# Instructions to follow
Rewrite the paragraph that begins "We conclude that, for all the reasons" in the court opinion below more briefly, keeping its main facts.

# Text
------------------------------------------------

381 So.2d at 1059-61 (citations omitted).

As we perceive the period between mistrial and retrial, we do not discern any specific prejudice not associated with the normal retrial process. Appellant’s general and unsubstantiated allegations of cumulative prejudice are insufficient.

Conclusion

We conclude that, for all the reasons we have stated, appellant’s constitutional rights to a speedy trial were not violated. Additionally, as we indicated, he had no statutory right to be tried within 180 days.

II

Admissibility of prior inconsistent statements of Henry A. Massey

The following relevant exchange occurred at trial during the cross-examination of Mr. Massey:

*437Q. ... [Y]our testimony today is that on weekdays ... the minimum amount of cash that Mr. Jerman would carry would be thirty thousand dollars?
A. That’s correct.
Q. Now, back in 1987, ... do you recall giving a statement to Detective Carl Layman?
A. I don’t recall specifically.
Q. [D]o you recall saying ... that ... Mr. Jerman may have at least fifteen thousand dollars in cash?
A. I may have said that he might possibly go as ... we usually always had at least thirty thousand dollars on us.
Q. So what you told Detective Layman was ... that the minimum was fifteen and not thirty?
A. Well I didn’t say I told him that. I said I might have.

------------------------------------------------

# Data listing
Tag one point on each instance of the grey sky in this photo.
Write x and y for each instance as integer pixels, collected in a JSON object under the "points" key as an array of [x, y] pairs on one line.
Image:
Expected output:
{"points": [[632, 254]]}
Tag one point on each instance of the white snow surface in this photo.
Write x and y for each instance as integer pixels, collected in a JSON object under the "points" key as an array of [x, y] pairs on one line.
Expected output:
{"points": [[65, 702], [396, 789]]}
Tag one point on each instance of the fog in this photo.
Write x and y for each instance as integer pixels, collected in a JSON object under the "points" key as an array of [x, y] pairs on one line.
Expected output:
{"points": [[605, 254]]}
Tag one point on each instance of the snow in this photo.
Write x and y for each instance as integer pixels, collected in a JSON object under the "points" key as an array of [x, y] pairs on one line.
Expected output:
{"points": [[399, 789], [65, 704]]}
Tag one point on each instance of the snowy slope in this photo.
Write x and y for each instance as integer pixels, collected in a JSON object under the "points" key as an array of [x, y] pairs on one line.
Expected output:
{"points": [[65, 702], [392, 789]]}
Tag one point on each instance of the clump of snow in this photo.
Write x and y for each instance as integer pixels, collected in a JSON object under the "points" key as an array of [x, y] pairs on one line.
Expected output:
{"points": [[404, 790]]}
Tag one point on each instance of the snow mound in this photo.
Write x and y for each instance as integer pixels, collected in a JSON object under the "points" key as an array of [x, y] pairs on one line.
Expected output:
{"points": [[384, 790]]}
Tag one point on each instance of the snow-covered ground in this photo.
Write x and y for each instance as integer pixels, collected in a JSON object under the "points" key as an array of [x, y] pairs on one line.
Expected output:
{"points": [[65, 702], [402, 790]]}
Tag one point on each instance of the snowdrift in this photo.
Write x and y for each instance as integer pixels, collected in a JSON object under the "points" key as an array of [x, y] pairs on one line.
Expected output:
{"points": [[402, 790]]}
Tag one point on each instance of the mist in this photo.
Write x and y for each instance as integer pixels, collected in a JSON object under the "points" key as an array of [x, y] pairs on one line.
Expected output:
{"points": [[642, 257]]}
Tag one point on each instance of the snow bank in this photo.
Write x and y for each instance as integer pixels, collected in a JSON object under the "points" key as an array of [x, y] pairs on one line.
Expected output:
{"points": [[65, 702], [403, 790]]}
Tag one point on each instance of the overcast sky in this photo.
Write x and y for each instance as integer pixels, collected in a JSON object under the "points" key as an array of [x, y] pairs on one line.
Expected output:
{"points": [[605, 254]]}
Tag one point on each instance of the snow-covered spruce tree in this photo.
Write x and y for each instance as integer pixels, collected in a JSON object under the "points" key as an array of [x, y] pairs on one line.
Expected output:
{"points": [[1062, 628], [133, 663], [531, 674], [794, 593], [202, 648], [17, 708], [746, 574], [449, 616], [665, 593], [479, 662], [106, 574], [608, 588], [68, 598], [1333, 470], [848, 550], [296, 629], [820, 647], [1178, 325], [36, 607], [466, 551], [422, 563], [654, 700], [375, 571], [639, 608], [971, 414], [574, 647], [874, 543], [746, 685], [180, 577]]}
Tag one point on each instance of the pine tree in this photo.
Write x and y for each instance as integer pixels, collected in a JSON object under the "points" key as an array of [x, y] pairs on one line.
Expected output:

------------------------------------------------

# Response to this exercise
For the reasons given, the appellant's constitutional right to a speedy trial was not violated, and he had no statutory right to be tried within 180 days.